WHAT TO WORK ON: Could you give the data below as a numbered list, one item per line, with any blank lines dropped?

DATA TO EXAMINE:
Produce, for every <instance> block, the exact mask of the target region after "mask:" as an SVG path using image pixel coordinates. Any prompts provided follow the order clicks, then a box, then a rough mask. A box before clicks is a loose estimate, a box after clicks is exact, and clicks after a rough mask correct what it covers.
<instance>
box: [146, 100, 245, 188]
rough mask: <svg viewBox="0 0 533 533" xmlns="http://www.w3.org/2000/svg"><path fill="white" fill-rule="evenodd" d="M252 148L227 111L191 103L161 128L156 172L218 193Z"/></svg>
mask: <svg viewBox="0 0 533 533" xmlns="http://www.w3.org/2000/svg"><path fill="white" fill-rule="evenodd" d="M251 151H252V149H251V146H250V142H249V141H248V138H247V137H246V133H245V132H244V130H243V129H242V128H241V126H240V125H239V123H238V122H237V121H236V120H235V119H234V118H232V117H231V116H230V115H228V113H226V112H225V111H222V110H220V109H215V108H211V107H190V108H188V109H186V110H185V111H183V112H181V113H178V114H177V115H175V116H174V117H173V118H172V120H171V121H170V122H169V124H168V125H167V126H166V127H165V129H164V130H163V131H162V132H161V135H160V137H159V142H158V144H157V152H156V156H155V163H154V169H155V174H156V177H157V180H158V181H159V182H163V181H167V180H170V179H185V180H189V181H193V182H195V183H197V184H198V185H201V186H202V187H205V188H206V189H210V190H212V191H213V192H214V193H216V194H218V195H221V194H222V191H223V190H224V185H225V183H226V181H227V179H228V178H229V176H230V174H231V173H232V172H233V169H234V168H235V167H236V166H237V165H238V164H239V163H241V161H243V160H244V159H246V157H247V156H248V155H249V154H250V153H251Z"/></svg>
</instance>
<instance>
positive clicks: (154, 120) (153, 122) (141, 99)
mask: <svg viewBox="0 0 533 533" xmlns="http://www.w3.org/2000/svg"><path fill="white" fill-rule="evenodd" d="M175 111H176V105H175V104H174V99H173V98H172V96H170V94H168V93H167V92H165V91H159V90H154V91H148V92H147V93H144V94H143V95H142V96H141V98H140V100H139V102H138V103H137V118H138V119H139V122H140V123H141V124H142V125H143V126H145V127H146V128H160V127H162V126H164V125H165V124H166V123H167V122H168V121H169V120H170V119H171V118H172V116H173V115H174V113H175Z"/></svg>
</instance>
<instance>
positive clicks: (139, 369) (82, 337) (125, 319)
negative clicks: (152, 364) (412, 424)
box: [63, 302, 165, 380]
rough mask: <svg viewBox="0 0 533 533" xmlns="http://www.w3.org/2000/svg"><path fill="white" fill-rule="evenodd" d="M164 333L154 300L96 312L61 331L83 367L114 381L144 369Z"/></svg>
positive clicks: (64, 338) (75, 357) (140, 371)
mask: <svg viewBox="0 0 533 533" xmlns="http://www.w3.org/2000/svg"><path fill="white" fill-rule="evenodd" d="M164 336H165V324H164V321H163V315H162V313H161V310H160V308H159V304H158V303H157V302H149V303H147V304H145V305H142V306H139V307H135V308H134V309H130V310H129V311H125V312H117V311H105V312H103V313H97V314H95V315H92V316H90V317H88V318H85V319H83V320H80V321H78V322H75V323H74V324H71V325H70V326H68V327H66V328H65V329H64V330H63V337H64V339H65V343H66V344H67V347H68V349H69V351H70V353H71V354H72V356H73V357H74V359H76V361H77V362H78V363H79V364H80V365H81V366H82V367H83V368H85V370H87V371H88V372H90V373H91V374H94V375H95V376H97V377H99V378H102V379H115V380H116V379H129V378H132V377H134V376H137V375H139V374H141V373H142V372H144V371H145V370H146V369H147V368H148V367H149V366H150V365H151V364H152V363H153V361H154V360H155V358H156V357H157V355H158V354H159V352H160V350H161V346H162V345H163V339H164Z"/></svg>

TASK SOLUTION:
1. Produce, for every <instance> block, the exact mask of the target region after "mask:" as an SVG path using image pixel coordinates. Any prompts provided follow the order clicks, then a box, then a rough mask. A box before clicks is a loose estimate, a box after clicks is exact, and clicks after a rough mask correct what it covers.
2. <instance>
3. box: [146, 100, 245, 188]
4. rough mask: <svg viewBox="0 0 533 533" xmlns="http://www.w3.org/2000/svg"><path fill="white" fill-rule="evenodd" d="M252 148L227 111L191 103L161 128L156 172L218 193Z"/></svg>
5. mask: <svg viewBox="0 0 533 533" xmlns="http://www.w3.org/2000/svg"><path fill="white" fill-rule="evenodd" d="M251 151H252V149H251V146H250V142H249V141H248V138H247V137H246V133H245V132H244V130H243V129H242V128H241V126H240V125H239V123H238V122H237V121H236V120H235V119H234V118H232V117H231V116H230V115H228V113H226V112H225V111H222V110H220V109H215V108H211V107H190V108H188V109H186V110H185V111H183V112H181V113H178V114H177V115H175V116H174V117H173V118H172V120H171V121H170V122H169V124H168V125H167V126H166V127H165V129H164V130H163V131H162V132H161V135H160V137H159V142H158V144H157V152H156V156H155V163H154V169H155V174H156V177H157V180H158V181H159V182H163V181H167V180H170V179H185V180H189V181H193V182H195V183H197V184H198V185H201V186H202V187H205V188H206V189H210V190H212V191H213V192H214V193H216V194H218V195H221V194H222V191H223V190H224V185H225V183H226V181H227V179H228V178H229V176H230V174H231V173H232V172H233V169H234V168H235V167H236V166H237V165H238V164H239V163H241V161H243V160H244V159H246V157H247V156H248V155H249V154H250V153H251Z"/></svg>
6. </instance>
7. <instance>
8. positive clicks: (154, 120) (153, 122) (141, 99)
9. mask: <svg viewBox="0 0 533 533" xmlns="http://www.w3.org/2000/svg"><path fill="white" fill-rule="evenodd" d="M175 111H176V105H175V104H174V99H173V98H172V96H170V94H168V93H167V92H165V91H159V90H154V91H148V92H147V93H144V94H143V95H142V96H141V98H140V100H139V102H138V103H137V118H138V119H139V122H140V123H141V124H142V125H143V126H145V127H146V128H160V127H162V126H164V125H165V124H166V123H167V122H168V121H169V120H170V119H171V118H172V116H173V115H174V113H175Z"/></svg>
10. </instance>
11. <instance>
12. positive clicks: (139, 369) (82, 337) (125, 319)
13. negative clicks: (152, 364) (412, 424)
14. box: [63, 302, 165, 380]
15. rough mask: <svg viewBox="0 0 533 533" xmlns="http://www.w3.org/2000/svg"><path fill="white" fill-rule="evenodd" d="M164 333L154 300L96 312L61 331L83 367L114 381L144 369Z"/></svg>
16. positive clicks: (64, 338) (75, 357) (140, 371)
17. mask: <svg viewBox="0 0 533 533" xmlns="http://www.w3.org/2000/svg"><path fill="white" fill-rule="evenodd" d="M164 336H165V324H164V321H163V315H162V313H161V310H160V308H159V304H158V303H157V302H149V303H147V304H145V305H142V306H139V307H135V308H134V309H130V310H129V311H125V312H117V311H105V312H103V313H97V314H95V315H92V316H90V317H88V318H85V319H83V320H80V321H78V322H75V323H74V324H71V325H70V326H68V327H66V328H65V329H64V330H63V337H64V339H65V343H66V344H67V347H68V349H69V351H70V353H71V354H72V356H73V357H74V359H76V361H77V362H78V363H79V364H80V365H81V366H82V367H83V368H85V370H87V371H88V372H90V373H91V374H94V375H95V376H97V377H99V378H102V379H115V380H116V379H129V378H132V377H134V376H137V375H139V374H141V373H142V372H144V371H145V370H146V369H147V368H148V367H149V366H150V365H151V364H152V363H153V361H154V360H155V358H156V357H157V355H158V354H159V352H160V350H161V346H162V345H163V339H164Z"/></svg>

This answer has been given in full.